WRITTEN INSTRUCTION>
Give the part of the entries that starts with the line containing "Target: white sneaker" and ends with the line containing "517 442 L 517" as a JSON list of strings. Include both of those lines, make each line one string, and omit any blank lines.

start

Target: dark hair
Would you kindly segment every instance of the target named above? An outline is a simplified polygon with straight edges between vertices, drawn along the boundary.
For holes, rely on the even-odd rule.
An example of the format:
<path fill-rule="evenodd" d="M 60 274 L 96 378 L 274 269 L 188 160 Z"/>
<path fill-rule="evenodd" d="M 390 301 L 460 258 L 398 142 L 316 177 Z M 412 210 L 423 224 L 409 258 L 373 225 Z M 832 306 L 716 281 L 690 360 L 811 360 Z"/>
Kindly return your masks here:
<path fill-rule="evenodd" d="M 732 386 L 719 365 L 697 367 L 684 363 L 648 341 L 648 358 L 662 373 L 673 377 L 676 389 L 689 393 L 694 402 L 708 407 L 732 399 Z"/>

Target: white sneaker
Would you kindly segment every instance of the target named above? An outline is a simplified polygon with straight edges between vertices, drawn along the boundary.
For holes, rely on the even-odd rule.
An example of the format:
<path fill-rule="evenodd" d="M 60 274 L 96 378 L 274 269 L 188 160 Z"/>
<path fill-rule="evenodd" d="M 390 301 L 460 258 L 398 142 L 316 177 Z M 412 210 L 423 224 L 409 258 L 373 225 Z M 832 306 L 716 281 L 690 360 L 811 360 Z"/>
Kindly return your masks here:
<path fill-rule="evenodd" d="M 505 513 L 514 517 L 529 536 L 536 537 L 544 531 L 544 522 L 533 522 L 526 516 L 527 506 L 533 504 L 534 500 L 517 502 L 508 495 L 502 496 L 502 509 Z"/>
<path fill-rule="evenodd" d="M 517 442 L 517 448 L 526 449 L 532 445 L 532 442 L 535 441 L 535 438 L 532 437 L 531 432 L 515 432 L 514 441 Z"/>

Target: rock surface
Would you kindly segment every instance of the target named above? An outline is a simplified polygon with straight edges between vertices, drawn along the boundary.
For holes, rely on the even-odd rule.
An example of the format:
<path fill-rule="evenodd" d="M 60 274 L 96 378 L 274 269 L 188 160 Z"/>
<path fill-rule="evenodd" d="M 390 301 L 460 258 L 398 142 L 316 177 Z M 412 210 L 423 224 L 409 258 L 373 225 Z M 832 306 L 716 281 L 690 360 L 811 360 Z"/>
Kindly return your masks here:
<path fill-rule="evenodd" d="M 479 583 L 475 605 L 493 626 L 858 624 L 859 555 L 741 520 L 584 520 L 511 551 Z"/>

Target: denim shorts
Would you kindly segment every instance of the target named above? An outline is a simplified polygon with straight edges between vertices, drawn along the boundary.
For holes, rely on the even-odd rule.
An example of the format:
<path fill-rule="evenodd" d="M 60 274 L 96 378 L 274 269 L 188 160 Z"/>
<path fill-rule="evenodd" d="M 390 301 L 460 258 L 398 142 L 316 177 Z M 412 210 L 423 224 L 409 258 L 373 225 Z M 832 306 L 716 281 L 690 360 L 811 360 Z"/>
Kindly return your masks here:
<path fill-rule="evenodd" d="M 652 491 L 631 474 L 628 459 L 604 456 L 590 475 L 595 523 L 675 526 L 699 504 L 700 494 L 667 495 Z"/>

end
start

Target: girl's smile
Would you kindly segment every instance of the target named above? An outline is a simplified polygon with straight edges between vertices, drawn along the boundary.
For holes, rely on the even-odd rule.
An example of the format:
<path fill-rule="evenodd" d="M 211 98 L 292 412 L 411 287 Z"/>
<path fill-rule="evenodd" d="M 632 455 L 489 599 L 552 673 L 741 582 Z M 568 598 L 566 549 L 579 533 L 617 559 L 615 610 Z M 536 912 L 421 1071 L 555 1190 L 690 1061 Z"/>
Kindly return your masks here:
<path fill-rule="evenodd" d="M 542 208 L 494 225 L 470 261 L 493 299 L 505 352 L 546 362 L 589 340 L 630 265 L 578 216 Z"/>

end

SOLVED PROBLEM>
[
  "Target: white sneaker",
  "Would you kindly segment every instance of the target named above? An outline is a simplified polygon with straight edges between vertices, drawn along the boundary.",
  "For holes, rely on the even-odd rule.",
  "An example of the format:",
  "<path fill-rule=\"evenodd\" d=\"M 60 274 L 96 378 L 274 269 L 188 160 Z\"/>",
  "<path fill-rule=\"evenodd\" d=\"M 390 301 L 460 258 L 398 142 L 316 177 Z M 412 210 L 423 224 L 409 258 L 373 225 Z M 832 306 L 716 281 L 690 360 L 811 360 Z\"/>",
  "Kindly return your masks here:",
  "<path fill-rule=\"evenodd\" d=\"M 505 513 L 514 517 L 529 536 L 536 537 L 544 531 L 544 522 L 533 522 L 526 516 L 527 506 L 533 504 L 534 500 L 517 502 L 508 495 L 502 496 L 502 509 Z\"/>",
  "<path fill-rule=\"evenodd\" d=\"M 517 442 L 517 448 L 526 449 L 532 445 L 532 442 L 535 441 L 535 438 L 532 437 L 531 432 L 515 432 L 514 441 Z\"/>"
]